## DOCUMENT PASSAGE
★ ★ ★ ★ ★ ★ ★
It would also not be out of place to reiterate that Vietnam as the ASEAN Chair was able to rally around other countries like Philippines, Malaysia, Indonesia and even Brunei to evolve a common view as announced in ASEAN Foreign Ministers’ Joint Communiqué of 2020 and ASEAN Chair’s statement of 2020. These statements underlined the fact that UNCLOS 1982 is the basis for settling maritime claims and sovereignty and other allied issues like extended continental shelf. Such clear cut statements (which were absent during earlier years) with Vietnam as ASEAN Chair are seen as a significant achievement.
Such initiatives with support from Japan, France, UK, and America in addition to international media/scholars around the world in response to China’s activities in South China Sea has further created a huge positive endorsement of Vietnam’s approach on the issue. This can also be said to be as a result of Vietnam’s leadership’s successful efforts in the area of multilateralization and adopting multi-vector foreign and security policies.
In so far as India -Vietnam relationship is concerned it has never been stronger with the last summit between two countries having been held on December 21 last year. The Comprehensive Strategic Partnership Agreement of 2016 between the two countries has several areas of mutual cooperation including political engagement, economic and defence and security cooperation besides many other spheres which are likely to be further strengthened under the coming new leadership of Vietnam. Earlier in 2007 both countries had signed a Strategic Partnership Agreement thus bilateral relationship has been on the upward trajectory. During last summit held virtually due to Covid-19 pandemic Prime Minister Mr. Nguyen Xuan Phuc and PM Modi signed a “Joint Vision for Peace, Prosperity and People” which would further enhance the bilateral relationship. A Plan of Action for the years 2021-23 to realise the Joint Vision was also signed between the two sides’ Foreign Ministers.
★ ★ ★ ★ ★ ★ ★
## DATA FOR ANALYSIS
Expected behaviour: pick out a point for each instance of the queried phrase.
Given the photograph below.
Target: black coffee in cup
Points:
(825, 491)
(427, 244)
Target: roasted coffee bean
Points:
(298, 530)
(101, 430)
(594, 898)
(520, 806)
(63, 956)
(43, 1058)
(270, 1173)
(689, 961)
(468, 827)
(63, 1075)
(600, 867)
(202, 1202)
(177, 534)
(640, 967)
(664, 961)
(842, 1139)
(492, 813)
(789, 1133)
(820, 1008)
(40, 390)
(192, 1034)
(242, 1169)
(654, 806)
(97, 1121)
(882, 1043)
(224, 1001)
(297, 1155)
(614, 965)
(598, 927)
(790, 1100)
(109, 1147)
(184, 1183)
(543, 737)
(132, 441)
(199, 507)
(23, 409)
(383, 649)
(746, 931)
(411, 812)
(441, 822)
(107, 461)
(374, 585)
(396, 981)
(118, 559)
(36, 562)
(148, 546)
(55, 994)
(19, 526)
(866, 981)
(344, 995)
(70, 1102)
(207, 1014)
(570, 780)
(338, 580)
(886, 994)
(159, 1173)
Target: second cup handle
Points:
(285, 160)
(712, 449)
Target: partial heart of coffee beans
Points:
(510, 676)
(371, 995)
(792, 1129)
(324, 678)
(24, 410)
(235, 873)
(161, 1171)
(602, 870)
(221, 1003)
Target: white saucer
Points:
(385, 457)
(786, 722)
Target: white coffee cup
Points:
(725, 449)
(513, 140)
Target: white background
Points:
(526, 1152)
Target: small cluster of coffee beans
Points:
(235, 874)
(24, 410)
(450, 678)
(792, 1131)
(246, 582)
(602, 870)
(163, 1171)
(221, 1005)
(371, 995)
★ ★ ★ ★ ★ ★ ★
## WORK TASK A
In the passage on Vietnam's foreign relations, which countries does Vietnam as ASEAN Chair rally around to form a common view?
## WORK TASK B
Pick up the passage on Vietnam's foreign relations right after its final sentence and keep writing.

## RESPONSE AREA A
Philippines, Malaysia, Indonesia, Brunei

## RESPONSE AREA B
Over the years Vietnam and Indian leaderships have been successful in forging stronger bilateral ties. This is more so because strategic and security perceptions of both the countries are in sync with each other. India has been a consistent supporter of peace, stability and prosperity in the region and has endorsed Vietnam’s defence and security policies especially so on the issues of South China Sea. PM Modi in various international forums has articulated the need for free and open Indo-Pacific, adherence to international norms and rule based order and implementation of UNCLOS 1982 while determining maritime claims and sovereignty issues in the South China Sea and elsewhere.
At both regional and international arena India and Vietnam have been cooperating and coordinating their responses in multilateral forums like the ASEAN and the UN. India has been appreciative of Vietnam’s leadership’s role and contributions at such forums. India and Vietnam both as non-permanent members of the UN Security Council in 2021 would be best positioned to evolve common outlook on the regional and international issues as both have a strategic convergence such issues.
It is also a given that India would continue to work with the coming leadership of Vietnam after the 13th National Party Congress as it has done so with the earlier Party leaders. The bilateral relationship is expected to gain more substance and expansion in scale and scope in the coming years.